GIVEN INFORMATION:
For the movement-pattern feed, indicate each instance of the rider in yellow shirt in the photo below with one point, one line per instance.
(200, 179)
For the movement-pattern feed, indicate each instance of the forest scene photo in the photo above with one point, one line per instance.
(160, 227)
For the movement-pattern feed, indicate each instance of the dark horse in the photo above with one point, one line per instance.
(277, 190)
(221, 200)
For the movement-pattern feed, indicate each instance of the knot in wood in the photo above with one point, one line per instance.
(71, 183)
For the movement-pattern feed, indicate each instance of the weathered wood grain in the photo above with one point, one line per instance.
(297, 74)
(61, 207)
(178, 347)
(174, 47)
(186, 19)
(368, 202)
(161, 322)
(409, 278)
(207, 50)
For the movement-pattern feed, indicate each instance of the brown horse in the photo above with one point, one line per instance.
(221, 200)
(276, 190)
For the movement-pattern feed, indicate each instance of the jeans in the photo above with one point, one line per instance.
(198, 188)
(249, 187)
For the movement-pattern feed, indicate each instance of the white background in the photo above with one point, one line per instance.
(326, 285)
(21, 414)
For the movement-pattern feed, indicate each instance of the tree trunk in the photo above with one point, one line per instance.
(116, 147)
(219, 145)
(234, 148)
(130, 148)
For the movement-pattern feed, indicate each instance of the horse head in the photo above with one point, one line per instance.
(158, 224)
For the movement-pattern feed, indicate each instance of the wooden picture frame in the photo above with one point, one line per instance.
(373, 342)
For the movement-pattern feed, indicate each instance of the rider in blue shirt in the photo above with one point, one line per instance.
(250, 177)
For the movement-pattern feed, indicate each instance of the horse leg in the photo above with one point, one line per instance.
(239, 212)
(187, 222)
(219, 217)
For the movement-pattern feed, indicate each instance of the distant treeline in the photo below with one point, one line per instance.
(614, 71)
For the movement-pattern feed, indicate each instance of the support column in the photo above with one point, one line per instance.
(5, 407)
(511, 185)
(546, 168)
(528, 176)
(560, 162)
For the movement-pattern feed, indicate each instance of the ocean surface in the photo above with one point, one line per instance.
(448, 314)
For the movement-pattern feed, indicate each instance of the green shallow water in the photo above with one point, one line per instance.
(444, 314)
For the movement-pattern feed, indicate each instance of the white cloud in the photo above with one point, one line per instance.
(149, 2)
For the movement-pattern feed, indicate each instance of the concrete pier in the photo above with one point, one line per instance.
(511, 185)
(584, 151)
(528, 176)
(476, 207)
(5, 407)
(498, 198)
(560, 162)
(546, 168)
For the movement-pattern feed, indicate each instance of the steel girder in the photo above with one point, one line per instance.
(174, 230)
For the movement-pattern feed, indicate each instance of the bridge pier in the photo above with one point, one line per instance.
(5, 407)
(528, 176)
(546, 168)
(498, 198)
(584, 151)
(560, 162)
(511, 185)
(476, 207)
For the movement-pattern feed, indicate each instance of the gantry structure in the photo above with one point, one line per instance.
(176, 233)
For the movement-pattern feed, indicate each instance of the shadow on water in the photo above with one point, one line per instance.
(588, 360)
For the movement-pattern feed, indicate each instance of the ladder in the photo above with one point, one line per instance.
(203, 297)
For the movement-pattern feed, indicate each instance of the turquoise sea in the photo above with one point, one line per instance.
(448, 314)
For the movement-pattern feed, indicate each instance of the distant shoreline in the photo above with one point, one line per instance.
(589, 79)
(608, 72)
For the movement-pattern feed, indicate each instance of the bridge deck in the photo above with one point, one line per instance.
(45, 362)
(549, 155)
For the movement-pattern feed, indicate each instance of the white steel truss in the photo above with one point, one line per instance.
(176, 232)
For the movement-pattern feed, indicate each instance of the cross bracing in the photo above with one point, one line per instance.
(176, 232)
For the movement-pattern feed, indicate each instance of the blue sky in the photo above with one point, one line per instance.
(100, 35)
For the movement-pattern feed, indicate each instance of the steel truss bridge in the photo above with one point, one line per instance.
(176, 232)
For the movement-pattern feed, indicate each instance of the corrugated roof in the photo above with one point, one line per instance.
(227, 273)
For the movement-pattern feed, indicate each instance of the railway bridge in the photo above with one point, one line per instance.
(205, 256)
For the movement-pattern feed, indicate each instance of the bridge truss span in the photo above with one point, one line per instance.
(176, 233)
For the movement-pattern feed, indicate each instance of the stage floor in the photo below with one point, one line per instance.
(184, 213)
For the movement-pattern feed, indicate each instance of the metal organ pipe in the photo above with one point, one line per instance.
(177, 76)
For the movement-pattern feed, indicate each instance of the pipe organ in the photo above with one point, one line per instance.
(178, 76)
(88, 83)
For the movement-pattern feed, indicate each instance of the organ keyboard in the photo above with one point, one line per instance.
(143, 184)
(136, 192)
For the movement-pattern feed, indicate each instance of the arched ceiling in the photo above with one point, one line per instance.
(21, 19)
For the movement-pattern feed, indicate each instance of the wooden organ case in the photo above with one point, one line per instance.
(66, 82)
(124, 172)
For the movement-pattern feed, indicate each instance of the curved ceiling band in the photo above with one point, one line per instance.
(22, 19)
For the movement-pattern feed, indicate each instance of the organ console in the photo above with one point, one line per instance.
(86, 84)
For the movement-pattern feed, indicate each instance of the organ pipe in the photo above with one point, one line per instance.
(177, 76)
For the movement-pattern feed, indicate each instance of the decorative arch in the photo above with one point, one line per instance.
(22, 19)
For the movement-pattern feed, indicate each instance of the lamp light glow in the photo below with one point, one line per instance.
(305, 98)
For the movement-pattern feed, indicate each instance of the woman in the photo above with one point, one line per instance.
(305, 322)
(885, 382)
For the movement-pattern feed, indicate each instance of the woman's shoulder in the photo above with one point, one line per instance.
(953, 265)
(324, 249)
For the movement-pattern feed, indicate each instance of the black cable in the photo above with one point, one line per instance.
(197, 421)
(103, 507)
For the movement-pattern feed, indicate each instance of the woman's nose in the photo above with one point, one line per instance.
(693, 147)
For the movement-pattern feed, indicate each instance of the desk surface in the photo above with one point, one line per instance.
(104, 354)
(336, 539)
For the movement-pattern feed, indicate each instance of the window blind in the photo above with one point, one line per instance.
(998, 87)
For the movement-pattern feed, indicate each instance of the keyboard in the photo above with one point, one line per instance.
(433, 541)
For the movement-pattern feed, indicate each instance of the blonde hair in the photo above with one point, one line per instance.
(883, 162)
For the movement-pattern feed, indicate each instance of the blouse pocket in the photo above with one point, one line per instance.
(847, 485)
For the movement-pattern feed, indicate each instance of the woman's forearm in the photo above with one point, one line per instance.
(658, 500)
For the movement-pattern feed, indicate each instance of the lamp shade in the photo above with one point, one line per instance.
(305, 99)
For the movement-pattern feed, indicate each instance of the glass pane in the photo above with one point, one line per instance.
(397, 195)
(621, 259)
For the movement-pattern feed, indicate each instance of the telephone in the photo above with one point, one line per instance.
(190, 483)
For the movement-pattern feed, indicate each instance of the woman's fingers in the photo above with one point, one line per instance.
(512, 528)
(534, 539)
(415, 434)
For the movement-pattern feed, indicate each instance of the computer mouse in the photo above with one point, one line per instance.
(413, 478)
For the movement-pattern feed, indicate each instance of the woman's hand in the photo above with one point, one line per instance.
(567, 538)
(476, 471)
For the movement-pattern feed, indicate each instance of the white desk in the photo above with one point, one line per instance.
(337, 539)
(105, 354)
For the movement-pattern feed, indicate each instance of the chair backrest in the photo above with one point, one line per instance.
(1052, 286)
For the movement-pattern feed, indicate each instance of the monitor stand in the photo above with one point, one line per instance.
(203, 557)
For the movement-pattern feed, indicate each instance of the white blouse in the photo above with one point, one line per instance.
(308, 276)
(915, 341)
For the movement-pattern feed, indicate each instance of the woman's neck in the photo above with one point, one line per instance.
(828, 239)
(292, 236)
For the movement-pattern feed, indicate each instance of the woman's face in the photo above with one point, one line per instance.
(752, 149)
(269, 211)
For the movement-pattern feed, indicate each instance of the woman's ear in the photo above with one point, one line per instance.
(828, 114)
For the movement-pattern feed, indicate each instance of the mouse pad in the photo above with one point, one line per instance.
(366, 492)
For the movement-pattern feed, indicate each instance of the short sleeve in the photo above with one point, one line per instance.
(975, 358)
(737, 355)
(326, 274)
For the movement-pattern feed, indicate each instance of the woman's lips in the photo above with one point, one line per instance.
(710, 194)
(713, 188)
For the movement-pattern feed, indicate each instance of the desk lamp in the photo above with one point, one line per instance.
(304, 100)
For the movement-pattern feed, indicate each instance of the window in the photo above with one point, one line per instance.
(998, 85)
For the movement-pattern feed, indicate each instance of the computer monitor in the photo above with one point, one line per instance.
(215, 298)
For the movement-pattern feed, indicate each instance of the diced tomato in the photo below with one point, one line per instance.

YOUR GOAL:
Give back exactly the lines from the line containing "of the monitor" to the end of the entries, and no other lines.

OUTPUT FOR THIS EXERCISE:
For the movement-pattern feed, indicate each instance of the monitor stand in the photo above with one point, one line per instance.
(203, 557)
For the movement-pattern feed, indicate each instance of the white blouse in the photo above with one point, one line per instance.
(308, 276)
(915, 341)
For the movement-pattern feed, indicate each instance of the woman's neck in the photo above with one point, one line per instance.
(828, 239)
(292, 236)
For the movement-pattern feed, indicate each instance of the woman's face in the photo above with one point, one line per instance.
(752, 149)
(269, 211)
For the movement-pattern feed, indicate each instance of the woman's ear in the photo above with one point, one line per instance.
(828, 114)
For the movement-pattern feed, indicate each instance of the mouse pad in the photo above with one point, one line per instance.
(366, 492)
For the movement-pattern feed, indicate each instance of the short sleeve in the photo above with one point, one line per instance.
(975, 358)
(737, 355)
(326, 274)
For the movement-pattern feed, indicate each instance of the woman's lips in the photo above with one point, one line per instance.
(710, 194)
(713, 188)
For the movement-pattern feed, indicate each instance of the desk lamp in the photo above with one point, one line per instance.
(304, 100)
For the movement-pattern feed, indicate each instance of the window in the photo above with one point, one line per instance.
(998, 85)
For the movement-pattern feed, indicate each instance of the computer monitor in the photo above with one point, one line per instance.
(215, 298)
For the movement-pattern feed, indicate each instance of the diced tomato in the photo below with one point, one line per instance.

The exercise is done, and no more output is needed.